*What this task involves*: Replace "wall" with "fence" in the entries starting at the line that contains "Where can the corrugated" and ending at the line that contains "(1414, 161)". Give back only those lines, with everything else left the same.

*Dataset extract*:
[start]
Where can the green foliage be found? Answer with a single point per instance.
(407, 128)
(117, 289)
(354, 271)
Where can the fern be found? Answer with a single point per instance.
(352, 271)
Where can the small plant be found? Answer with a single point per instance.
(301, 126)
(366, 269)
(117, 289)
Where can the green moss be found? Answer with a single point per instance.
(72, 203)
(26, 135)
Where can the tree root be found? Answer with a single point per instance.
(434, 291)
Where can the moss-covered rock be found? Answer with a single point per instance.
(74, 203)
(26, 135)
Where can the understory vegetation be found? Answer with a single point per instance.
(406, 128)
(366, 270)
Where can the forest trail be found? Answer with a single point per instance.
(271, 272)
[end]
[start]
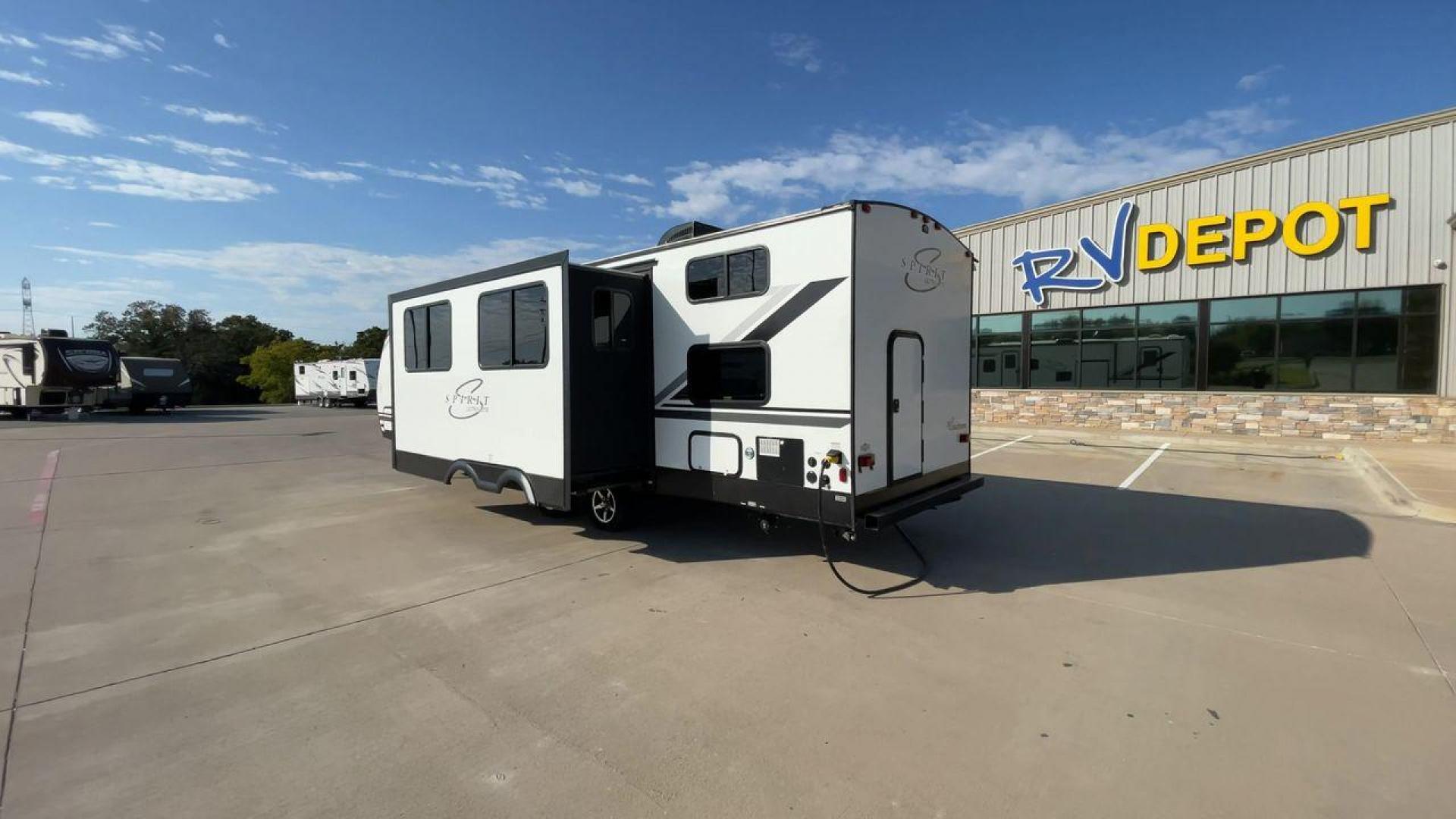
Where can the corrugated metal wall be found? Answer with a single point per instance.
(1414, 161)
[end]
*Reply to the exercise*:
Where can the corrugated metal fence be found? Answer with a single point per instance.
(1414, 161)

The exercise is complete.